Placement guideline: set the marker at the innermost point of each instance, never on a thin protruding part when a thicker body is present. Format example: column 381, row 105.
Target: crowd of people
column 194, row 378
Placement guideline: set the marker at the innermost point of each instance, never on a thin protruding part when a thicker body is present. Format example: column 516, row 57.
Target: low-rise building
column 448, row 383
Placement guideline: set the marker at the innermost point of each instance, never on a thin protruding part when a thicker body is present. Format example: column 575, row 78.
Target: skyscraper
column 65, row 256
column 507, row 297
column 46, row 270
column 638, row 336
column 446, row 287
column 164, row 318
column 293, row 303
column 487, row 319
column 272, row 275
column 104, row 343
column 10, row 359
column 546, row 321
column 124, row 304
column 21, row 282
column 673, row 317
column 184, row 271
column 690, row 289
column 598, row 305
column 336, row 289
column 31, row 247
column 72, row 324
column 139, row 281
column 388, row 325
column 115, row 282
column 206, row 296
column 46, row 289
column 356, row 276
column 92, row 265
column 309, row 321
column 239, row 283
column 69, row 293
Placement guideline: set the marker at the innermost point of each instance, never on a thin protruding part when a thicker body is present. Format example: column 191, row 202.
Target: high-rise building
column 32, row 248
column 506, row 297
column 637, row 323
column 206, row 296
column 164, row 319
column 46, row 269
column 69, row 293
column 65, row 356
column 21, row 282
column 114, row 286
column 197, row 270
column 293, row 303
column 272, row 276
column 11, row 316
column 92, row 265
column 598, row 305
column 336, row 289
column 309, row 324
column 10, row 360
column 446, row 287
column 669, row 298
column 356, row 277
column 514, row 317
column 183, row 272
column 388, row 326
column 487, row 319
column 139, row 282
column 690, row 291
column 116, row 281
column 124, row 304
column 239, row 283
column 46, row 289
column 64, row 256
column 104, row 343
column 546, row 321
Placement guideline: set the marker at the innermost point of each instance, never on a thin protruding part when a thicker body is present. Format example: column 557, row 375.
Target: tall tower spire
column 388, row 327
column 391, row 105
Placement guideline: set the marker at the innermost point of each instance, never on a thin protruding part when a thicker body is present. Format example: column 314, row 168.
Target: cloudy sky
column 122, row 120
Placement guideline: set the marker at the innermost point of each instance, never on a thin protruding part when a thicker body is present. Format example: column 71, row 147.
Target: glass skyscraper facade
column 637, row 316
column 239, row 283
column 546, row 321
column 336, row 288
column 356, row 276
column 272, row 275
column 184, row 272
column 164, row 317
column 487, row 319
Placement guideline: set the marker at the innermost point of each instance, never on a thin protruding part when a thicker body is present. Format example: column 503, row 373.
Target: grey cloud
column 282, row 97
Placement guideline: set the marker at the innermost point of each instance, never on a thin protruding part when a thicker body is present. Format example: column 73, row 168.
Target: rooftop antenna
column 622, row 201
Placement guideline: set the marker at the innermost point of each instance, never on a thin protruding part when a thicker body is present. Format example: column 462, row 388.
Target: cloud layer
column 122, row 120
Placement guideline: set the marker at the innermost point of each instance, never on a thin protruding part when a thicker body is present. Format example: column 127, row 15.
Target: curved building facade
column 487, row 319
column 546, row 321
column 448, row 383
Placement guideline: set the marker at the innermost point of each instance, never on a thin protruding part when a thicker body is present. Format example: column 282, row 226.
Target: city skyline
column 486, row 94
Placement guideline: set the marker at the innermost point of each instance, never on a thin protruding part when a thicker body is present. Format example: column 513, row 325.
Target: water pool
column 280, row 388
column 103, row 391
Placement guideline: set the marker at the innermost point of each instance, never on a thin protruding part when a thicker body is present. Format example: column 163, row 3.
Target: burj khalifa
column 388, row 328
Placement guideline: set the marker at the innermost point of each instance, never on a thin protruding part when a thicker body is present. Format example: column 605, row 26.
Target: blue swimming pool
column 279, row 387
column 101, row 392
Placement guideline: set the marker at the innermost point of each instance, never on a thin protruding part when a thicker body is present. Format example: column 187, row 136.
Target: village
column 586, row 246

#####

Reproduce all of the records above line for line, keeping every character unchanged.

### Task answer
Placement guideline: set the marker at the innermost point of each instance, never on a thin protruding part when a thicker body is present. Format example: column 381, row 105.
Target: crowd of people
column 194, row 378
Placement guideline: set the marker at the innermost point of each instance, never on a thin protruding part when a thicker body is present. Format example: column 516, row 57.
Target: low-rise building
column 448, row 383
Placement guideline: set the marker at the innermost point of each instance, never on a thin protruding part when a thicker body is present. Format example: column 575, row 78.
Target: skyscraper
column 65, row 256
column 507, row 297
column 46, row 270
column 638, row 336
column 446, row 287
column 164, row 318
column 293, row 303
column 487, row 319
column 272, row 275
column 104, row 343
column 10, row 359
column 546, row 321
column 124, row 304
column 21, row 282
column 673, row 317
column 184, row 271
column 690, row 289
column 598, row 305
column 336, row 289
column 31, row 247
column 72, row 324
column 139, row 281
column 388, row 325
column 115, row 282
column 206, row 296
column 46, row 289
column 356, row 276
column 92, row 265
column 309, row 321
column 239, row 283
column 69, row 293
Placement guideline: set the marker at the innermost point of each instance, never on a thin protruding part when a thicker body is present. Format example: column 191, row 202.
Target: high-rise building
column 32, row 248
column 506, row 297
column 637, row 323
column 206, row 296
column 164, row 319
column 46, row 269
column 69, row 293
column 65, row 356
column 21, row 282
column 114, row 286
column 197, row 270
column 293, row 303
column 272, row 276
column 11, row 316
column 92, row 265
column 598, row 305
column 336, row 289
column 309, row 324
column 10, row 360
column 446, row 287
column 669, row 298
column 356, row 277
column 514, row 317
column 183, row 272
column 388, row 326
column 487, row 319
column 139, row 282
column 690, row 291
column 116, row 281
column 124, row 304
column 239, row 283
column 46, row 289
column 64, row 256
column 104, row 343
column 546, row 321
Placement guideline: set the marker at the innermost point of each instance, never on a thin protruding part when a thicker body is present. Format example: column 557, row 375.
Target: tall tower spire
column 388, row 327
column 391, row 105
Placement guideline: set the marker at the innermost point of each instance, never on a thin protruding part when a thicker body is present. Format example: column 314, row 168.
Target: cloudy sky
column 122, row 120
Placement guideline: set the marker at the innermost point of each instance, never on a thin protruding part when a thicker body is present. Format example: column 71, row 147.
Target: glass skyscraper facade
column 637, row 316
column 239, row 283
column 546, row 321
column 336, row 288
column 356, row 276
column 272, row 275
column 184, row 272
column 164, row 317
column 487, row 319
Placement guideline: set the marker at the innermost point of each instance, never on a thin protruding part when a thicker body is present. Format example: column 503, row 373.
Target: grey cloud
column 282, row 97
Placement guideline: set the marker at the innermost point of each instance, never on a thin protruding part when a thicker body is present. Format example: column 73, row 168.
Target: rooftop antenna
column 622, row 201
Placement guideline: set the marker at the innermost point of each instance, never on a thin protruding part when a thicker body is present. Format example: column 462, row 388.
Target: cloud layer
column 122, row 120
Placement guideline: set the marker at the innermost point of each instance, never on a thin protruding part when a thicker body is present. Format example: column 127, row 15.
Target: curved building facade
column 487, row 319
column 546, row 321
column 448, row 383
Placement guideline: set the marker at the innermost point of each instance, never on a thin protruding part when a thicker body is present. Format example: column 282, row 226.
Target: city skyline
column 486, row 94
Placement guideline: set the marker at the innermost point of each instance, never on a thin protruding part when a thicker body is present. Format example: column 513, row 325.
Target: water pool
column 280, row 388
column 103, row 391
Placement guideline: set the marker at the innermost point of each instance, never on a thin protruding part when a thicker body is present. Format example: column 163, row 3.
Target: burj khalifa
column 388, row 328
Placement guideline: set the marker at the innermost point of each instance, never on a thin protruding part when a thicker body is present. Format example: column 605, row 26.
Target: blue swimming pool
column 279, row 387
column 101, row 392
Placement guideline: set the marker at the innermost point of each instance, never on a thin protruding part when a thicker body is present. Format example: column 187, row 136.
Target: village
column 586, row 246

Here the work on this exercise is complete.